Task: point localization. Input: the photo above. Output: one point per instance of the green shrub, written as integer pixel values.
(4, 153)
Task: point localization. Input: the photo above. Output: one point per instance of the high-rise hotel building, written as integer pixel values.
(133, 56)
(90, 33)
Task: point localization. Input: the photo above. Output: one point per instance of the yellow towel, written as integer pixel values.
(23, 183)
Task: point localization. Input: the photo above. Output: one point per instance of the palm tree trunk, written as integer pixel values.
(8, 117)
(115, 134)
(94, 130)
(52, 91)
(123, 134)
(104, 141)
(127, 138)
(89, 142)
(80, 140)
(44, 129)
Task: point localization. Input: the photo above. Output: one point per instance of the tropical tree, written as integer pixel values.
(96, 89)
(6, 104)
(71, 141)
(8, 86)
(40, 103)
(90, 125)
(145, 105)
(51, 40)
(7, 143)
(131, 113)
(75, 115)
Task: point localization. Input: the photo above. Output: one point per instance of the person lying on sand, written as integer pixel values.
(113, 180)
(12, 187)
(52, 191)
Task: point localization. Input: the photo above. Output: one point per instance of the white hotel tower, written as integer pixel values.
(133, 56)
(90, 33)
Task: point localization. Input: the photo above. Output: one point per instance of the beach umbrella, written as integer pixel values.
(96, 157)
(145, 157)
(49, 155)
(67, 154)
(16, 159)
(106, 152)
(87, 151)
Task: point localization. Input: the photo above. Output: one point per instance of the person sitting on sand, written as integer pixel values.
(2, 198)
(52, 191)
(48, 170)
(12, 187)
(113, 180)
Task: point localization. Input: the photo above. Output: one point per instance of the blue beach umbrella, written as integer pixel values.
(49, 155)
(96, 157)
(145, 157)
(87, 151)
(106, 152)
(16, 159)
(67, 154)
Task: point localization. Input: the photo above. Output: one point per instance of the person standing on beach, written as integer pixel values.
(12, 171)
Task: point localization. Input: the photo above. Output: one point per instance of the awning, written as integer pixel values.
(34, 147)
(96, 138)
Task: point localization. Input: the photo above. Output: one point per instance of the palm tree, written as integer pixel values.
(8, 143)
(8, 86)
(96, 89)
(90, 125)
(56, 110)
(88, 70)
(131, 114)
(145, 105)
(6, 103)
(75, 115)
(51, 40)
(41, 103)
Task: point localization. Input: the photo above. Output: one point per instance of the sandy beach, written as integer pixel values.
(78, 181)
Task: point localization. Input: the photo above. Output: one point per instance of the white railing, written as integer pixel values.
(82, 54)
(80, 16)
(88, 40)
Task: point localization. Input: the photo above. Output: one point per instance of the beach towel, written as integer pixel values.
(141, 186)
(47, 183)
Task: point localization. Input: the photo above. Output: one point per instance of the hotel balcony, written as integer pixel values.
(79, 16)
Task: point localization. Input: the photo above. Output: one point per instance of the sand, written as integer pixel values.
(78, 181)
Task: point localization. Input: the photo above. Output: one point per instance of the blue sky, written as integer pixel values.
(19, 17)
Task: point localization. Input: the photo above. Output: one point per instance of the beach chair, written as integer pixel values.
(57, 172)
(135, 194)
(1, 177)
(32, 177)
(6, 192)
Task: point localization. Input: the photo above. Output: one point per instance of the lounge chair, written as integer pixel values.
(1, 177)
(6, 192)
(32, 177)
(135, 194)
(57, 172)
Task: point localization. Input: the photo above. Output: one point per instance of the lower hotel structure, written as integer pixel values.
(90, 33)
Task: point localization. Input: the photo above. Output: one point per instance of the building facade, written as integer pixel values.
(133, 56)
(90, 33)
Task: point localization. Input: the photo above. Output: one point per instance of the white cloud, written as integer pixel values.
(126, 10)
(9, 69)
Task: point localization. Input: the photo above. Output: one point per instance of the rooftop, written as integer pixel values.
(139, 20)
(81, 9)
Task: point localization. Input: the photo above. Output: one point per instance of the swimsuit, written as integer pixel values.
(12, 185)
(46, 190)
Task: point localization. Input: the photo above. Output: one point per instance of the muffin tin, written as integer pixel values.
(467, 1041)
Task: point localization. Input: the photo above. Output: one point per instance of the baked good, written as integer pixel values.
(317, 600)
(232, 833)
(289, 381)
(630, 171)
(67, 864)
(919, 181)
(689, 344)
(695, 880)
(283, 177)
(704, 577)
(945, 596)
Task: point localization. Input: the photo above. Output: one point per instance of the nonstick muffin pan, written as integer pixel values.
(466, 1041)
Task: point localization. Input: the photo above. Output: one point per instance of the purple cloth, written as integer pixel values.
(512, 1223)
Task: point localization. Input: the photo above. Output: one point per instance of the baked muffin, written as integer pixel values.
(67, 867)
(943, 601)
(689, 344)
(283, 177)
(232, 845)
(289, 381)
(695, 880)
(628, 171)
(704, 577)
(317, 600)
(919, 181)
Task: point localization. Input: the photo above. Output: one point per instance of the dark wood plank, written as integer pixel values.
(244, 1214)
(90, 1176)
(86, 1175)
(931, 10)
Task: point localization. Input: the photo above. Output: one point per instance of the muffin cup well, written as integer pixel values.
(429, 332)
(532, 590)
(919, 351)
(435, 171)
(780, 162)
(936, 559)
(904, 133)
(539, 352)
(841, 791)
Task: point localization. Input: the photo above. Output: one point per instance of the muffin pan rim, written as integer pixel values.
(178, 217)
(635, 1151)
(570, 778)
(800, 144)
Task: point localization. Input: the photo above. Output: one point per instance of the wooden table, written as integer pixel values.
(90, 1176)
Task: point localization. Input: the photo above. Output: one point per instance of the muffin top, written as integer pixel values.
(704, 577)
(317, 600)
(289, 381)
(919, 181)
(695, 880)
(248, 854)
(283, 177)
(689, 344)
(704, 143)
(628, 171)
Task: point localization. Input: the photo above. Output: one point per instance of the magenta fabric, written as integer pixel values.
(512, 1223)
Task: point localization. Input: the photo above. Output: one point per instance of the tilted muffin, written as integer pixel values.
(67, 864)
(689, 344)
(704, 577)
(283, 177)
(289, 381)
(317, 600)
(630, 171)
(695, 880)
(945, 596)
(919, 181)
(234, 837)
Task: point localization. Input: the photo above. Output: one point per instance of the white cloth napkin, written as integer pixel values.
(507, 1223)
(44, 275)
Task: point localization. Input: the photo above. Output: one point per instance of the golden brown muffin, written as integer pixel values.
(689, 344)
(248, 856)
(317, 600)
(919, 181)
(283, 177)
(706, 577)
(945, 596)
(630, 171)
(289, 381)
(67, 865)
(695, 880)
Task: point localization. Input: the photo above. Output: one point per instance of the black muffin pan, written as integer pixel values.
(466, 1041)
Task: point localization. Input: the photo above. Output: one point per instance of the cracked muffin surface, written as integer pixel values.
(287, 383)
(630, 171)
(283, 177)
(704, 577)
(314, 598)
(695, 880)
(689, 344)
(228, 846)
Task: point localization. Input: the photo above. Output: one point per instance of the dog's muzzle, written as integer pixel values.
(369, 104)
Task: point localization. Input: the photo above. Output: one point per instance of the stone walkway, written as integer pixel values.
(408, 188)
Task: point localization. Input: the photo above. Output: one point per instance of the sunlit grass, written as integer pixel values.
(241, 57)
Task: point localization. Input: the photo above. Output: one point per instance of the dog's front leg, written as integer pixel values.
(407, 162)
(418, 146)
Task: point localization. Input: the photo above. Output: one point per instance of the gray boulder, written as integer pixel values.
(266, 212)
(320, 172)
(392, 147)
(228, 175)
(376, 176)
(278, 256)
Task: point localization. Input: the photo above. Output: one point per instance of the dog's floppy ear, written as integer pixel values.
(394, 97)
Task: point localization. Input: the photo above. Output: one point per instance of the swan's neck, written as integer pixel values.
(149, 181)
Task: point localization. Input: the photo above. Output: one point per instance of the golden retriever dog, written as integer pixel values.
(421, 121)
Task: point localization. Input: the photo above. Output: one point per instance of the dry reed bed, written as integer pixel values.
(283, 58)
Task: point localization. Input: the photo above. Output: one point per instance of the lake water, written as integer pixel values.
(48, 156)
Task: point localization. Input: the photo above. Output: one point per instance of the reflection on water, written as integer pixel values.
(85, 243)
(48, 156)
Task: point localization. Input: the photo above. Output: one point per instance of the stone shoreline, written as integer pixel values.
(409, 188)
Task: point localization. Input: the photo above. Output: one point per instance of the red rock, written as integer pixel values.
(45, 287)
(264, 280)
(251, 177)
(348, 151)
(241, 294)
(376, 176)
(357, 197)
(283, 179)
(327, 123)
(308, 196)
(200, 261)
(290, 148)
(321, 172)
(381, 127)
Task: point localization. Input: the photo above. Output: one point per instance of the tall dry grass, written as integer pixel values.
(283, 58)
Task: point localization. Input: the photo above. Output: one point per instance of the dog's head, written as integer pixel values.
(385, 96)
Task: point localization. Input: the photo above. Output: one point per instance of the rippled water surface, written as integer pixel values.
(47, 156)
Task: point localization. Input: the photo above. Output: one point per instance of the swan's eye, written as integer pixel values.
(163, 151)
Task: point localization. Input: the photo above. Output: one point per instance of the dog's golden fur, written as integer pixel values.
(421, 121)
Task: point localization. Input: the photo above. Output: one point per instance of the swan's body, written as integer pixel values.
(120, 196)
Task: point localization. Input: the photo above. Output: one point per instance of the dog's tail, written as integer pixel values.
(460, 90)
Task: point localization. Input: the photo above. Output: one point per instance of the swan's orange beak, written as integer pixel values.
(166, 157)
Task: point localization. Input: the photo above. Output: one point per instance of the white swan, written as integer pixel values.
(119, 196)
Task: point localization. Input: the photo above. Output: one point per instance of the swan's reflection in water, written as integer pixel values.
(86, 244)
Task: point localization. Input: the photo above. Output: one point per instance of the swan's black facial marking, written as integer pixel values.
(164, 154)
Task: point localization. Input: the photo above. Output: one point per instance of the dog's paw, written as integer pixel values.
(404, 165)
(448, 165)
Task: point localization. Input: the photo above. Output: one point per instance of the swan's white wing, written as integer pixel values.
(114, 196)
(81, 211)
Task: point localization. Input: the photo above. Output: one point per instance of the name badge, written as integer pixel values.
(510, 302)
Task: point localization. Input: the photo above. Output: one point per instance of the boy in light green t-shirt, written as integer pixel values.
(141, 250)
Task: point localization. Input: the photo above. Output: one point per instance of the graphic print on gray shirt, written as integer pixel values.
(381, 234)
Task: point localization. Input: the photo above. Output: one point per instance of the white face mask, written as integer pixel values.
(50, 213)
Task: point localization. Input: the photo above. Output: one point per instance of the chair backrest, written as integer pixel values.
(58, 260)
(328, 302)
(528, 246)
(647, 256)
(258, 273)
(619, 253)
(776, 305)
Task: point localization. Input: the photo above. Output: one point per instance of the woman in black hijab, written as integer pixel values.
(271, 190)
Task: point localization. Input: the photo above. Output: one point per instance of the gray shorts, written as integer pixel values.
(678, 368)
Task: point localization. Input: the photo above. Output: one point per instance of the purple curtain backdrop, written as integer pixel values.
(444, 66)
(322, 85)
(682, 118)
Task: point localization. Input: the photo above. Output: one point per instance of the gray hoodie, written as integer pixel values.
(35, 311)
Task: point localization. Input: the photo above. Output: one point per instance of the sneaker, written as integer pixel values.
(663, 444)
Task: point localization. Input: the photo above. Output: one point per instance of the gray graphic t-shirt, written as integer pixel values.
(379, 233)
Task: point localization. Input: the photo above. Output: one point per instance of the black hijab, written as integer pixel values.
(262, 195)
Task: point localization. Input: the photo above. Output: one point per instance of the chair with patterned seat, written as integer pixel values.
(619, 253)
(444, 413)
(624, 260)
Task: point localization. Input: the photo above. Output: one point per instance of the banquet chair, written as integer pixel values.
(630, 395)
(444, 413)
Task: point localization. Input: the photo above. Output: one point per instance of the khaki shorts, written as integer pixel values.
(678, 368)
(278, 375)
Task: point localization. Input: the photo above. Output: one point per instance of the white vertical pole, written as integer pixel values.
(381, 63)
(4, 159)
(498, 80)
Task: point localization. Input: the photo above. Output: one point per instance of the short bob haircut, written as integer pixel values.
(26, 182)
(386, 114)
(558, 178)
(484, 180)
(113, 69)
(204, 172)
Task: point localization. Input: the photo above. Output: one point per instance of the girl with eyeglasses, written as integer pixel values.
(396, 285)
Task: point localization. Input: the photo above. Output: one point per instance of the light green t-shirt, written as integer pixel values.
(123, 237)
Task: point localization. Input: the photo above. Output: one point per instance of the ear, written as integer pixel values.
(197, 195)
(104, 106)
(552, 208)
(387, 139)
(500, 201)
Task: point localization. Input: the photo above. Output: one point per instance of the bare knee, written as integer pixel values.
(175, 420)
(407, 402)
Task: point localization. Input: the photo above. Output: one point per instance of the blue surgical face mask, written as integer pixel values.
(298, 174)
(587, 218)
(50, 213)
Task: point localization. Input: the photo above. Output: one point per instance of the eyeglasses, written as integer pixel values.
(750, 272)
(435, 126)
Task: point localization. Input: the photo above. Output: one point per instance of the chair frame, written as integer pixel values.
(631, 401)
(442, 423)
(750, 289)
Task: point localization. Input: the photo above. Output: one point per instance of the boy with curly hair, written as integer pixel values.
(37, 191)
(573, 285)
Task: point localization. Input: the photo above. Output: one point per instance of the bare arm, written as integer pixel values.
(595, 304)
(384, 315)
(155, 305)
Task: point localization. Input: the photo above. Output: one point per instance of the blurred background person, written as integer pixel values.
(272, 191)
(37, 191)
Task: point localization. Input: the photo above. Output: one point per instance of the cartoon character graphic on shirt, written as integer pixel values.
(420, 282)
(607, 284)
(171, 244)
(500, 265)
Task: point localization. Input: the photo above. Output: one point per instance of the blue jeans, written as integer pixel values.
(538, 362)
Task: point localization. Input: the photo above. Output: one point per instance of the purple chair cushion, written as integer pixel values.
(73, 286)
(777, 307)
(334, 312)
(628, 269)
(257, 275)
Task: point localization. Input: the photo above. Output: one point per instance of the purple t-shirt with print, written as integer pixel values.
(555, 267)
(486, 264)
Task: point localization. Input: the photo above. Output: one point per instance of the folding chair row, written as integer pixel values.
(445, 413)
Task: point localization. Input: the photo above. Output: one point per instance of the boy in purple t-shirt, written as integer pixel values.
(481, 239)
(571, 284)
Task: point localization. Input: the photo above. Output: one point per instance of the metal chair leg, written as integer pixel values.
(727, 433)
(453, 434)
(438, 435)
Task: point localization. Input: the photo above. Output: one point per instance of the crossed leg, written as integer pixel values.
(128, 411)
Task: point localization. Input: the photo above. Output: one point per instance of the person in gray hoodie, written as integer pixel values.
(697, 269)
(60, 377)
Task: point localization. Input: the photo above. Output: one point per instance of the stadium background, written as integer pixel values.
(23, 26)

Exercise description:
Output exactly the lines above, from the one holding "on shirt, written as integer pixel values." through the end of the data, including the first and last.

Correct answer:
Task: point localization. Input: the photo above. Output: one point per instance of the cartoon character graphic on shirt, written as integer pixel values.
(420, 282)
(607, 284)
(171, 244)
(500, 265)
Task: point localization. Input: the photo above. Output: one point per instance of the blue jeans, written as integer pixel values.
(538, 362)
Task: point localization. Input: the photo above. Output: one point per instance of the purple chair cushion, written as integer pixel values.
(73, 286)
(777, 307)
(334, 312)
(628, 269)
(257, 275)
Task: point localization. Input: the photo above. Output: one point per instance of the purple t-shirt with print, written as integer pixel values.
(555, 267)
(486, 264)
Task: point localization. Input: the photo above. Output: one point per instance of the folding chair row, written as integer pixel values.
(445, 413)
Task: point localization. Input: the photo above. Output: one point per instance of the boy in purple t-shirt, written as integer pixel values.
(481, 239)
(571, 284)
Task: point localization. Input: the photo above. Output: one point per instance of the metal chair leg, written as integer pixel values.
(727, 433)
(453, 434)
(438, 435)
Task: point localization. Input: the photo above. Output: one point per instance of the crossed leg, written as integer pixel values.
(128, 411)
Task: point localization. Input: the photo above. Output: one point per instance of the person in gray hoodie, written as integer pixel values.
(697, 269)
(60, 377)
Task: point localization. Input: the photo above. Output: one point per instance of the stadium background, written as integer pixel values.
(23, 26)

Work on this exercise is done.